◆ TO DO ◆
a) In the forum thread on crit capping, what across-the-board crit reduction do rogues experience against boss level mobs?
b) From the forum thread on crit capping, transcribe the part that opens with the words "Thus, the conclusion" and closes with "table listed above.".

Based on accepted values and testing, we have 27% miss, 24% glance, 13.39% parry, and 5.89% dodge. The total amount of hit table taken up by these options is 70.28%. Thus, there is 29.72% remaining for the last two outcomes, crit and hit. Thus, if no crit reduction existed, and there was no minimum on the number of hits we get, we'd expect all 29.72% of the table to be crits. Since tooltip crit rate is 43.77%, even if crit reduction were as high as 14.05%, we'd still expect to see no plain hits. Since we *do* see hits, we are forced to conclude that we *are* crit-capped, but are still seeing some hits anyway.

The obvious followup question is "how many" - well, the data (which matches hellord's warrior testing) is that there's around 5%. And we *know* that rogues experience an across-the-board crit reduction of 4.8% against boss level mobs. And it seems mighty suspicious that the number of hits we're seeing is very very close to our crit reduction.

Thus, the conclusion we draw is that crit reduction is implemented by a forced conversion of 4.8% crits to hits, which cannot be removed. Or, phrased alternately: the crit reduction is applied *after* crit capping is considered - which is perhaps the simplest way of seeing what the numbers should be. The logic then looks as follows: we've used up 70.28% on glance, miss, dodge, and parry. Thus, our crit is capped at 29.72%, and we have enough crit to hit that. And then, after our crit has been reduced from 43.77 to 29.72 due to crit cap, then and only then does crit reduction kick in and convert 4.8% crits to 4.8% hits, leaving 24.92% crit and 4.8% hit - which gives us exactly the hit table listed above.

### #26

Posted 30 November 2009 - 09:48 PM

This, I think, is Mavanas' misunderstanding, above, which I was trying to clarify.

### #27

Posted 30 November 2009 - 09:58 PM

In short: the crit cap would now appear to occur when your "tooltip" crit is 100-24-dodge-miss. I say "tooltip" because it does need to include crit-increasing debuffs on the boss, so it won't be the number actually in your tooltip - the point is that it's the value without worrying about any crit reduction. Once we get to that point, we do start losing crit to the crit-capping check, which is performed "before" the 4.8% crit reduction. So, say, if our miss is 10% and we're at the dodge cap for expertise, when our "tooltip" crit reaches 100-10-24 = 66%, we are crit capped, even though this only works out to 61.2% *actual* crit due to crit reduction.

### #28

Posted 01 December 2009 - 04:27 PM

Do players glance on level 81 mobs, or just bosses? Is there a good place to find only level 81 mobs to test against them?

### #29

Posted 01 December 2009 - 05:47 PM

Assuming one can hit the crit cap on a 80 target dummy with only 6% glance; 5% parry; 5% dodge, it would determine if this 5% hit is ever-present or based on boss level.

◆ INFORMATION SUPPLIED ◆
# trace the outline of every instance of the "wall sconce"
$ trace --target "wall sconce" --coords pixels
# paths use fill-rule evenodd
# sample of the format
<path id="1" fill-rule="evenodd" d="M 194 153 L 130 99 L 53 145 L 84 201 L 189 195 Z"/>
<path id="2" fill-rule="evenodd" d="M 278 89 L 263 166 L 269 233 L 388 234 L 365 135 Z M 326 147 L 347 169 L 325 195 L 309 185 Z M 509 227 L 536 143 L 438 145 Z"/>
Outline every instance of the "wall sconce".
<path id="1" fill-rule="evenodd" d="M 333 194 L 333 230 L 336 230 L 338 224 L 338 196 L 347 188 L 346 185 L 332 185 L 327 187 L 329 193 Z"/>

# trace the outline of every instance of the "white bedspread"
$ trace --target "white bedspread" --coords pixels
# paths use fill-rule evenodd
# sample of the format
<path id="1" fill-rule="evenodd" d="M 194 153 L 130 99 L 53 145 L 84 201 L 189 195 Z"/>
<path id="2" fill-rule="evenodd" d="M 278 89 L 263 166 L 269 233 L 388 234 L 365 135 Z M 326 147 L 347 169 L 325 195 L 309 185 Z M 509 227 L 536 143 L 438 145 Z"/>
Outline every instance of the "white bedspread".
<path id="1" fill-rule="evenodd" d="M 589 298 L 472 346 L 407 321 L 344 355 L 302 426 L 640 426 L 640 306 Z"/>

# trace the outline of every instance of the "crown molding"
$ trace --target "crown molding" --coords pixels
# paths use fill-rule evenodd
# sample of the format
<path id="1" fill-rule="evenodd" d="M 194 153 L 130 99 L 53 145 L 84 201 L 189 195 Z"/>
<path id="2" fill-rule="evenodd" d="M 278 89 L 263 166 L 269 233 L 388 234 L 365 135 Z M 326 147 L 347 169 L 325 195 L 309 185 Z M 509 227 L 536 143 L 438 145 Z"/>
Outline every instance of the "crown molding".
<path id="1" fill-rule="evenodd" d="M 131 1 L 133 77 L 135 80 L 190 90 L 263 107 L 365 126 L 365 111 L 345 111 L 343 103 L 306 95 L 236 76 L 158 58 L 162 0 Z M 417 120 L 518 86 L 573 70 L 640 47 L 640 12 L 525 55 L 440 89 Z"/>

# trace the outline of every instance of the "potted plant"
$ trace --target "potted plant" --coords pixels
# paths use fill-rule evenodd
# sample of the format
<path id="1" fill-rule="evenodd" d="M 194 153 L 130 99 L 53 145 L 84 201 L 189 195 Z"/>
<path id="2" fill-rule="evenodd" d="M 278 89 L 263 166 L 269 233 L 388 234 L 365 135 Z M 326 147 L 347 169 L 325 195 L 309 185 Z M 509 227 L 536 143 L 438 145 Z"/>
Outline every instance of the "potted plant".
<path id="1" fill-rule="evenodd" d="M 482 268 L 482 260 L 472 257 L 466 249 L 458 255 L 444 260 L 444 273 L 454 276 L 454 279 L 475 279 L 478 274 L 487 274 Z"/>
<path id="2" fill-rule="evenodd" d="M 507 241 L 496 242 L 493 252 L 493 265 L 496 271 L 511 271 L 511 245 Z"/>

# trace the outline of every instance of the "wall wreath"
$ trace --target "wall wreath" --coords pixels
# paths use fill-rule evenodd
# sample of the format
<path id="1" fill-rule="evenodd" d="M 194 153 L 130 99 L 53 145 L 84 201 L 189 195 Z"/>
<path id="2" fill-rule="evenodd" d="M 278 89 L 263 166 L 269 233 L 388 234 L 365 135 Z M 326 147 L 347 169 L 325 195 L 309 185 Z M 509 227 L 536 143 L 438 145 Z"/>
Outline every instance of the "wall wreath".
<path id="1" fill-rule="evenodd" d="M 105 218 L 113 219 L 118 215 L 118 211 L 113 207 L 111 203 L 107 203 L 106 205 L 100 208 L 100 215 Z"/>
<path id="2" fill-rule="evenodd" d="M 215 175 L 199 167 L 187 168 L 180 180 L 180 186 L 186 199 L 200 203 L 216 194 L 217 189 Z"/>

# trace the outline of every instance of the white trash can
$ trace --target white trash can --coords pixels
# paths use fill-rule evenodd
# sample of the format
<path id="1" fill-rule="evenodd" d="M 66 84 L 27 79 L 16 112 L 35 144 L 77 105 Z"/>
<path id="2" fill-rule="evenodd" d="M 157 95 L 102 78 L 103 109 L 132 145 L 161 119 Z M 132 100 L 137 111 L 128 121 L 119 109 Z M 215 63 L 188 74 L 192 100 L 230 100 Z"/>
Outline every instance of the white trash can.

◆ SOLUTION LIST ◆
a) Rogues experience a crit reduction of 4.8% against boss level mobs.

b)
Thus, the conclusion we draw is that crit reduction is implemented by a forced conversion of 4.8% crits to hits, which cannot be removed. Or, phrased alternately: the crit reduction is applied *after* crit capping is considered - which is perhaps the simplest way of seeing what the numbers should be. The logic then looks as follows: we've used up 70.28% on glance, miss, dodge, and parry. Thus, our crit is capped at 29.72%, and we have enough crit to hit that. And then, after our crit has been reduced from 43.77 to 29.72 due to crit cap, then and only then does crit reduction kick in and convert 4.8% crits to 4.8% hits, leaving 24.92% crit and 4.8% hit - which gives us exactly the hit table listed above.